(begin)

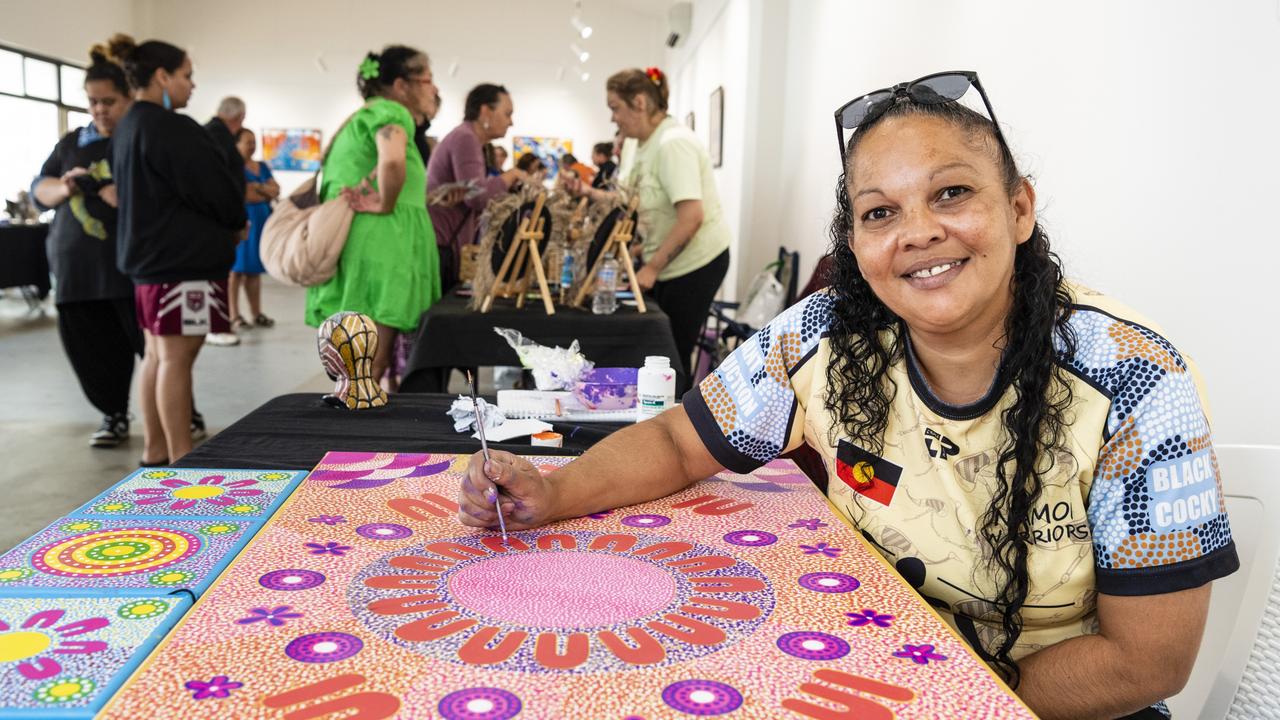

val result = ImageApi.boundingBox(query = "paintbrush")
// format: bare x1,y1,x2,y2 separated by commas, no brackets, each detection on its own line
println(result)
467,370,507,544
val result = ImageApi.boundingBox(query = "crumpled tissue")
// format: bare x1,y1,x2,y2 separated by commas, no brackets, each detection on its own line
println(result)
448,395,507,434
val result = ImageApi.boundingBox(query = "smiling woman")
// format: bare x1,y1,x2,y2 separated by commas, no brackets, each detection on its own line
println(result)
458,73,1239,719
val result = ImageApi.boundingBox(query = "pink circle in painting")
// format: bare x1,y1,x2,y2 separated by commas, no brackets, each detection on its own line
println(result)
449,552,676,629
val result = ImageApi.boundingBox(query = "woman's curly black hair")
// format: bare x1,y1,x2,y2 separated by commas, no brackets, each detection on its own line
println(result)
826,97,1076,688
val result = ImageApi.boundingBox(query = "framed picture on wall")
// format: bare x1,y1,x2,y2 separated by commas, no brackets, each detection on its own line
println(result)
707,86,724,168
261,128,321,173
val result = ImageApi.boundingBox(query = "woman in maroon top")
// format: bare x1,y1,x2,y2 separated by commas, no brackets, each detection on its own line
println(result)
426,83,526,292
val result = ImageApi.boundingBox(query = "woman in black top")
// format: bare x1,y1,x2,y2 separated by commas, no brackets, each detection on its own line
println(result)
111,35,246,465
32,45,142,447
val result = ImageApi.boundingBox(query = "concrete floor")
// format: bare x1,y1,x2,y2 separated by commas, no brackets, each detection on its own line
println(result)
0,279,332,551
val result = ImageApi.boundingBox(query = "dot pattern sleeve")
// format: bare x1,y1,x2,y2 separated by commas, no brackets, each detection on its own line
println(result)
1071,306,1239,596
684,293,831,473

(end)

__WHAT YOU SHOULD DO__
Starting with the first of the lines above and ending after the line that contains "826,97,1076,688", write those lines out again. Increase every bounding-box coordinate in the printed results by 27, keep all other text unchanged, and leave the pictures out.

__SOLUTION__
val result = ImageApi.boundingBox(query = "paintbrush")
// format: bare x1,y1,x2,y2 separated by commas, no brackets, each detection on its own line
println(result)
494,397,534,571
val result = ImageApi.boundingBox(query = "crumpled tissue")
// format: bare x1,y1,x2,y2 separated by commas, no brackets, each detection on its own line
println(result)
475,422,534,461
val result = ImageApi.boundingBox(query = "smiling woman")
// format: bare x1,y1,x2,y2 separated by commas, no brackets, each detection on its own line
println(result)
485,100,1266,746
val result = ImageApi.boundingBox(query = "pink circle in painting")
// format: bare x1,y1,x2,y2 separated by commas, no brackets, each detection on its own line
println(result)
476,579,703,656
val result = ImageApi.boundingBox(query = "woman's curly black hair")
// format: bare x1,y1,x2,y2 separated by commas, no brackets, each detection on its own line
println(result)
853,124,1103,715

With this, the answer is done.